— begin PASSAGE TO READ —
Ideas Transform the World.
Planet Earth, the World, is in our Hands
Ideas Matter.
Eleven Billion facebook and the book “Eleven” are written by Paul Hanley, winner of the Canadian Environment award and the University of Saskatchewan President’s Award for Non-Fiction 2015, via Saskatchewan Book Awards, for Eleven. Hanley has definitely compiled a timely book which faces the paradigm facing all of us individually as the global population reaches 11 billion by the end of this century.
Hanley reclaims the future, sows seeds for a new culture, and provides a model for positive change. What do greenhouse gases, climate change, health, 21st century culture, agriculture, environment conservation and protection have in common? “We are going to change so completely that future civilization will be barely recognizable. We are going to change because, faced with extinction, ‘our better angels’ will prevail.”P3. Eleven
One of the many, diverse stories in Eleven is about Sawadogo, The Man Who Stopped the Desert. This farmer, without any training at all, began pioneering farming techniques for agriculture, increasing farm productivity. Amazingly Sawadogo also created 20 hectares of forest…in a desert. These innovative techniques of “restoring vegetation has been shown to create climatic feedback loops that increase rainfall.” p.162 Eleven. Think of that ~ a desert with rain!!!
These concepts were also seen by Richard St. Barbe Baker. After completing his silviculture course in forestry at Cambridge University, St. Barbe was posted to Kenya, Africa. While there, he witnessed the devastation which agricultural methods were creating on the land. It was here that the first forest scouts “Watu Wa Miti” {Men of the Trees} were assembled and encouraged to make a solemn promise to do one good deed each day, plant ten trees, seedlings or seeds each year, and take care of Trees everywhere.”*
Just as Sawadogo recognized the effects of erosion, St. Barbe, also only turned around farming practices in Kenya with the Watu Wa Miti initiating the International Trees Foundation (formerly Men of the Trees) St Barbe says; “The great Empires of Assyria, Babylon, Carthage and Persia were destroyed by floods and deserts let loose in the wake of forest destruction. Erosion following forest destruction and soil depletion has been one of the most powerfully destructive forces in bringing about the downfall of civilizations and wiping out human existence from large tracts of the earth’s surface. Erosion does not march with a blast of trumpets or the beating of drums, but its tactics are more subtle, more sinister.”
St Barbe Baker wrote in Green Glory: The Forests of the World that “We advocate that all standing armies everywhere be used for the work of essential reafforestation . .. in the countries to which they belong, and that each country . . . shall provide expeditionary forces to cooperate in the greater tasks of land reclamation in the Sahara and other deserts.”
— end PASSAGE TO READ —
## REQUIRED ACTIONS
1. Rewrite the paragraph of the passage about the book Eleven that begins "One of the many, diverse stories" in a shorter form, keeping its main facts.
2. Answer these questions using the passage about the book Eleven:
(a) What figure will the global population reach by the end of this century?
(b) Where was St. Barbe posted after completing his silviculture course at Cambridge University?
(c) In which work did St Barbe Baker write about using standing armies for reafforestation?
The items below come from a separate source.
— begin RECORD EXTRACTS —
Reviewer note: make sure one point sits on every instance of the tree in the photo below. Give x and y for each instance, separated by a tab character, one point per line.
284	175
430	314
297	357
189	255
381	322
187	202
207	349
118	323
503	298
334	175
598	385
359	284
— end RECORD EXTRACTS —
## PER-TASK ANSWERS
1. Eleven tells the story of Sawadogo, "The Man Who Stopped the Desert." With no training at all, this farmer pioneered agricultural techniques that increased farm productivity. He also created 20 hectares of forest in a desert. As page 162 of Eleven notes, restoring vegetation has been shown to create climatic feedback loops that increase rainfall.

2.
(a) 11 billion.
(b) Kenya, Africa.
(c) Green Glory: The Forests of the World.